Opdracht 1:
Geef het krantenbericht over Nederlandsch-Indië hieronder volledig en woord voor woord weer.

Artikel:
┏━━

Opregte Haarlemsche Courant/1888/Nummer 45/Nederlandsch-Indie

‘Nederlandsch-Indie. 11-17 Januari’ door een anonieme schrijver
Afkomstig uit de Oprechte Haarlemsche Courant, woensdag 22 februari 1888, [p. 2]. Publiek domein.
[ 2 ]

Nederlandsch-Indie.

11—17 Januari.

Aan het verslag der voornaamste gebeurtenissen in het gouvernement Atjeh en Onderhoorigheden, loopende van 24 December tot 7 Januari, ontleent de Jav. Ct. van 17 Januari het volgende:
Groot-Atjeh. — Verscheidene posten en blokhuizen in de linie werden nu en dan licht, Lambaroe en Siroen sedert 3 dezer soms vrij hevig beschoten.
In de door de bevolking nagenoeg geheel verlaten kampongs Lamtenga en Bada buiten de linie nestelden zich Habib Samalanga, eenige Pedireezen, zwervend volk van Groot-Atjeh en van de westkust, en richtten van daar uit nu en dan een goed onderhouden geweervuur op Latubaroe en Siroen en op den transportweg tusschen beide versterkingen.

┗━━

Opdracht 2:
Schrijf uit de rijen hieronder letterlijk alles uit vanaf de regel met "trace the outline of mountain ridge" tot en met het einde van de rijen. Laat de afbeeldingen weg.

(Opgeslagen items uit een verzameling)
┏━━

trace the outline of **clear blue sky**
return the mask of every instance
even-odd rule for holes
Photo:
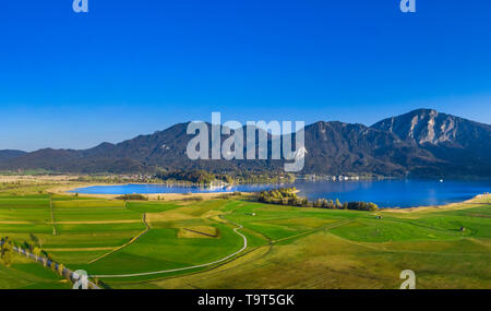
[[[491,123],[491,1],[4,0],[0,149],[85,148],[189,120]]]

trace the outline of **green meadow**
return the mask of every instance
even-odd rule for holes
[[[488,199],[370,213],[39,189],[0,191],[0,236],[35,236],[55,261],[111,288],[398,288],[403,270],[415,271],[418,288],[491,288]],[[69,287],[20,255],[0,265],[0,288]]]

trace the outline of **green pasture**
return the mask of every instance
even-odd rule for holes
[[[370,213],[247,198],[123,202],[12,191],[0,191],[0,236],[23,243],[34,235],[55,261],[92,275],[202,265],[242,248],[239,226],[248,239],[218,264],[105,279],[113,288],[397,288],[406,268],[418,288],[491,288],[491,205],[482,200]],[[0,288],[63,286],[26,260],[0,265]]]

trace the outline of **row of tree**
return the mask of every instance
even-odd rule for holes
[[[307,198],[297,195],[297,189],[294,188],[279,188],[268,191],[262,191],[258,195],[258,201],[268,204],[280,204],[289,206],[301,207],[318,207],[330,210],[352,210],[352,211],[379,211],[379,206],[371,202],[344,202],[338,199],[335,201],[326,199],[318,199],[315,201],[309,201]]]

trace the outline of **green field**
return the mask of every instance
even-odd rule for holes
[[[488,199],[369,213],[35,191],[0,192],[0,236],[34,235],[55,261],[111,288],[398,288],[408,268],[418,288],[491,288]],[[0,265],[0,288],[69,287],[20,255]]]

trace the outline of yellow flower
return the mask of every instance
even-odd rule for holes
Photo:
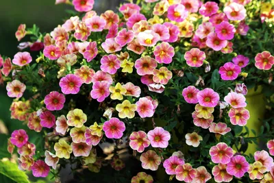
[[[133,66],[134,64],[130,61],[127,61],[127,60],[125,59],[124,61],[121,64],[121,67],[123,68],[123,73],[132,73],[133,71]]]
[[[57,157],[68,159],[73,151],[71,147],[64,140],[60,139],[59,142],[54,145],[54,150],[56,151]]]
[[[199,104],[195,106],[195,110],[199,118],[210,119],[214,112],[214,108],[203,107]]]
[[[103,125],[98,125],[97,122],[95,122],[93,125],[90,126],[92,135],[97,135],[98,136],[102,136]]]
[[[110,92],[112,93],[110,95],[110,98],[112,99],[119,99],[123,100],[123,95],[125,95],[127,93],[127,89],[124,86],[123,86],[121,83],[117,83],[114,86],[110,86]]]
[[[123,101],[122,103],[116,106],[116,110],[119,112],[118,115],[119,118],[124,119],[128,117],[129,119],[134,118],[135,116],[135,111],[137,110],[136,104],[132,104],[128,100]]]

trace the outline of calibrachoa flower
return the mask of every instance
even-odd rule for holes
[[[32,167],[32,175],[36,178],[45,178],[49,175],[49,167],[42,160],[37,160]]]
[[[123,136],[125,130],[125,123],[118,118],[111,118],[105,121],[103,125],[103,130],[108,138],[119,139]]]
[[[8,91],[8,96],[10,97],[20,98],[23,96],[26,86],[20,81],[14,80],[12,82],[8,82],[7,84],[6,89]]]
[[[132,149],[141,153],[150,145],[147,134],[144,131],[133,132],[129,136],[129,146]]]
[[[171,134],[162,127],[156,127],[147,133],[147,137],[153,147],[166,148]]]
[[[210,148],[210,155],[214,163],[227,164],[233,156],[233,149],[226,143],[219,143]]]
[[[176,156],[172,156],[165,160],[163,163],[164,168],[168,175],[175,175],[175,169],[177,166],[184,164],[184,161]]]
[[[240,126],[245,125],[250,117],[249,111],[245,108],[231,108],[228,115],[233,125]]]
[[[132,178],[131,183],[140,183],[142,181],[143,183],[153,183],[153,178],[145,172],[139,172],[137,175]]]
[[[155,171],[161,164],[161,158],[153,150],[149,150],[142,153],[140,157],[142,162],[142,167],[145,169]]]
[[[60,110],[66,101],[64,95],[57,91],[52,91],[45,97],[44,102],[49,110]]]
[[[233,156],[227,164],[227,171],[228,174],[234,175],[238,178],[242,178],[245,173],[249,169],[249,164],[245,158],[240,155]]]

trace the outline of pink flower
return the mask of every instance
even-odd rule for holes
[[[214,163],[227,164],[233,156],[233,149],[226,143],[219,143],[210,148],[210,155]]]
[[[235,65],[232,62],[227,62],[220,67],[219,73],[221,75],[221,78],[223,80],[234,80],[238,77],[240,71],[240,66]]]
[[[242,21],[247,16],[245,7],[237,3],[232,3],[223,8],[223,12],[231,21]]]
[[[101,70],[110,74],[115,74],[117,69],[120,68],[121,62],[117,59],[116,56],[111,54],[103,56],[101,59]]]
[[[73,0],[74,8],[78,12],[88,12],[92,10],[94,0]]]
[[[66,98],[63,94],[52,91],[45,97],[45,104],[49,110],[60,110],[63,108]]]
[[[247,103],[245,103],[245,97],[241,93],[236,93],[231,92],[225,97],[225,101],[230,104],[234,108],[245,108]]]
[[[164,161],[163,166],[168,175],[175,175],[177,167],[184,164],[184,161],[182,159],[179,158],[177,156],[172,156]]]
[[[159,64],[170,64],[175,55],[174,48],[168,42],[163,42],[155,47],[153,53],[155,59]]]
[[[13,131],[11,136],[10,142],[17,147],[23,147],[29,140],[27,132],[22,129]]]
[[[240,155],[232,157],[227,164],[227,171],[229,174],[234,175],[238,178],[242,178],[245,173],[247,172],[249,164],[245,158]]]
[[[186,64],[190,66],[199,67],[203,65],[206,53],[197,48],[192,48],[184,54]]]
[[[167,18],[175,22],[182,22],[188,16],[188,12],[182,4],[173,4],[169,7]]]
[[[233,63],[240,66],[241,68],[244,68],[249,62],[249,58],[242,55],[238,55],[236,57],[232,58],[232,62]]]
[[[221,40],[214,32],[210,33],[207,36],[206,44],[214,51],[220,51],[227,45],[227,40]]]
[[[210,16],[219,10],[218,4],[213,1],[208,1],[201,6],[199,12],[205,16]]]
[[[236,29],[232,24],[223,21],[216,25],[215,32],[221,40],[232,40],[234,37]]]
[[[110,84],[106,81],[95,82],[92,86],[92,90],[90,91],[91,97],[97,99],[99,102],[104,101],[110,94],[108,89]]]
[[[269,70],[274,64],[274,57],[269,51],[264,51],[258,53],[255,57],[255,66],[262,70]]]
[[[111,118],[103,123],[103,130],[108,138],[119,139],[125,130],[125,123],[118,118]]]
[[[249,119],[249,111],[244,108],[231,108],[228,112],[230,117],[230,122],[234,125],[244,126],[247,123]]]
[[[59,85],[64,94],[77,94],[82,84],[80,77],[73,74],[68,74],[61,78]]]
[[[32,167],[32,175],[36,178],[45,178],[49,175],[49,167],[42,160],[37,160]]]
[[[153,147],[166,148],[171,134],[162,127],[156,127],[147,133],[147,137]]]
[[[129,146],[132,149],[141,153],[150,145],[147,134],[143,131],[133,132],[129,136]]]
[[[8,91],[8,96],[10,97],[20,98],[23,96],[26,86],[20,81],[14,80],[12,82],[8,82],[7,84],[6,89]]]
[[[196,88],[195,86],[189,86],[187,88],[184,88],[182,95],[187,103],[197,103],[198,99],[197,97],[197,94],[199,91],[199,90]]]
[[[12,60],[12,63],[23,66],[27,64],[29,64],[32,61],[32,58],[29,52],[18,52],[14,56],[14,58]]]
[[[205,88],[197,94],[199,103],[203,107],[214,108],[220,99],[218,93],[212,88]]]

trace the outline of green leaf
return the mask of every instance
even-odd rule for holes
[[[27,175],[10,161],[0,161],[0,173],[18,183],[29,183]]]

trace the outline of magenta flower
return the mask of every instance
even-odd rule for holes
[[[110,74],[115,74],[117,69],[120,68],[121,62],[116,56],[111,54],[103,56],[101,59],[101,70]]]
[[[225,101],[230,104],[234,108],[245,108],[247,103],[245,103],[245,97],[241,93],[231,92],[225,97]]]
[[[184,161],[176,156],[172,156],[165,160],[163,163],[164,168],[168,175],[175,175],[176,167],[184,164]]]
[[[73,74],[68,74],[61,78],[59,85],[64,94],[77,94],[82,84],[81,78]]]
[[[210,16],[219,10],[218,4],[213,1],[208,1],[201,6],[199,12],[205,16]]]
[[[208,88],[199,91],[197,97],[201,106],[208,108],[214,108],[220,99],[218,93]]]
[[[175,55],[174,48],[168,42],[163,42],[155,47],[153,51],[155,59],[159,64],[170,64]]]
[[[41,120],[40,124],[42,127],[51,128],[55,124],[55,117],[49,110],[42,112],[39,117]]]
[[[52,91],[45,97],[44,102],[49,110],[60,110],[66,101],[64,95],[57,91]]]
[[[241,69],[239,66],[232,62],[227,62],[220,67],[219,73],[223,80],[234,80],[238,77],[240,71]]]
[[[27,132],[22,129],[14,130],[12,133],[10,142],[17,147],[21,147],[27,143],[29,136]]]
[[[223,21],[216,25],[215,32],[221,40],[232,40],[234,37],[236,29],[232,24]]]
[[[234,175],[238,178],[242,178],[245,173],[249,169],[249,164],[245,158],[240,155],[232,157],[227,164],[227,171],[229,175]]]
[[[97,99],[99,102],[104,101],[110,94],[108,89],[110,84],[106,81],[95,82],[92,86],[92,90],[90,91],[91,97]]]
[[[221,40],[214,32],[210,33],[207,36],[206,44],[214,51],[220,51],[227,45],[227,40]]]
[[[162,127],[156,127],[147,133],[147,137],[153,147],[166,148],[171,134]]]
[[[15,54],[14,58],[12,60],[12,63],[16,65],[23,66],[29,64],[32,61],[32,58],[29,52],[18,52],[16,54]]]
[[[119,139],[125,130],[125,123],[118,118],[111,118],[103,123],[103,130],[108,138]]]
[[[45,178],[49,175],[50,168],[42,160],[37,160],[32,167],[32,175],[36,178]]]

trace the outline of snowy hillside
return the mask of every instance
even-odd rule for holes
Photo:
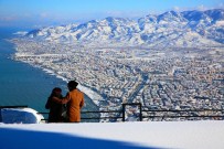
[[[2,149],[223,149],[224,121],[0,125]]]
[[[151,46],[224,44],[224,10],[168,11],[129,20],[106,18],[83,24],[33,30],[26,36],[52,42],[119,43]]]

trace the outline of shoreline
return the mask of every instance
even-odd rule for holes
[[[17,52],[15,52],[17,53]],[[14,53],[14,54],[15,54]],[[15,60],[13,60],[15,61]],[[31,65],[32,67],[38,67],[40,68],[41,71],[45,72],[46,74],[49,75],[52,75],[52,76],[55,76],[56,78],[60,78],[62,79],[63,82],[68,82],[68,78],[65,78],[58,74],[55,74],[53,70],[50,70],[50,68],[46,68],[46,67],[43,67],[42,65],[33,65],[31,63],[28,63],[28,62],[24,62],[24,61],[20,61],[20,62],[23,62],[23,63],[26,63],[29,65]],[[88,96],[88,98],[99,108],[99,100],[104,99],[98,93],[92,91],[90,88],[84,86],[84,85],[81,85],[81,83],[78,83],[78,86],[77,88],[83,92],[86,96]]]

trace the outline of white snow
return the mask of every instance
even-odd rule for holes
[[[33,114],[40,118],[40,116],[36,115],[36,111],[30,108],[4,110],[13,110],[14,116],[18,116],[15,111],[19,114],[23,111]],[[2,114],[4,114],[4,110]],[[32,115],[26,115],[26,119],[32,118]],[[4,119],[4,116],[2,119]],[[0,148],[2,149],[223,149],[224,121],[135,121],[29,125],[1,123],[0,140]]]
[[[32,108],[2,108],[0,123],[4,124],[39,124],[42,115]]]

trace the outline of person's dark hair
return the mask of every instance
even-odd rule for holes
[[[75,81],[70,81],[67,83],[67,87],[70,88],[70,91],[76,89],[77,85],[78,85],[78,83]]]
[[[50,98],[56,96],[56,95],[57,95],[56,93],[62,93],[62,89],[61,89],[60,87],[54,87],[54,88],[52,89],[52,93],[51,93],[51,95],[50,95]]]

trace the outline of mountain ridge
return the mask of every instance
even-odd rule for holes
[[[167,11],[137,21],[108,17],[82,24],[49,26],[26,38],[50,42],[119,43],[149,46],[223,46],[224,10]]]

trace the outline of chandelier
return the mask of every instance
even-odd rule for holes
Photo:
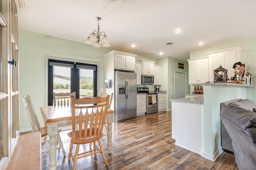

┗━━

Antwoord 1:
Opregte Haarlemsche Courant/1888/Nummer 45/Nederlandsch-Indie

‘Nederlandsch-Indie. 11-17 Januari’ door een anonieme schrijver
Afkomstig uit de Oprechte Haarlemsche Courant, woensdag 22 februari 1888, [p. 2]. Publiek domein.
[ 2 ]

Nederlandsch-Indie.

11—17 Januari.

Aan het verslag der voornaamste gebeurtenissen in het gouvernement Atjeh en Onderhoorigheden, loopende van 24 December tot 7 Januari, ontleent de Jav. Ct. van 17 Januari het volgende:
Groot-Atjeh. — Verscheidene posten en blokhuizen in de linie werden nu en dan licht, Lambaroe en Siroen sedert 3 dezer soms vrij hevig beschoten.
In de door de bevolking nagenoeg geheel verlaten kampongs Lamtenga en Bada buiten de linie nestelden zich Habib Samalanga, eenige Pedireezen, zwervend volk van Groot-Atjeh en van de westkust, en richtten van daar uit nu en dan een goed onderhouden geweervuur op Latubaroe en Siroen en op den transportweg tusschen beide versterkingen.

Antwoord 2:
trace the outline of mountain ridge
return the mask of every instance
even-odd rule for holes
[[[167,11],[137,21],[108,17],[82,24],[49,26],[26,38],[50,42],[119,43],[149,46],[223,46],[224,10]]]

trace the outline of chandelier
return the mask of every instance
even-odd rule for holes
Photo:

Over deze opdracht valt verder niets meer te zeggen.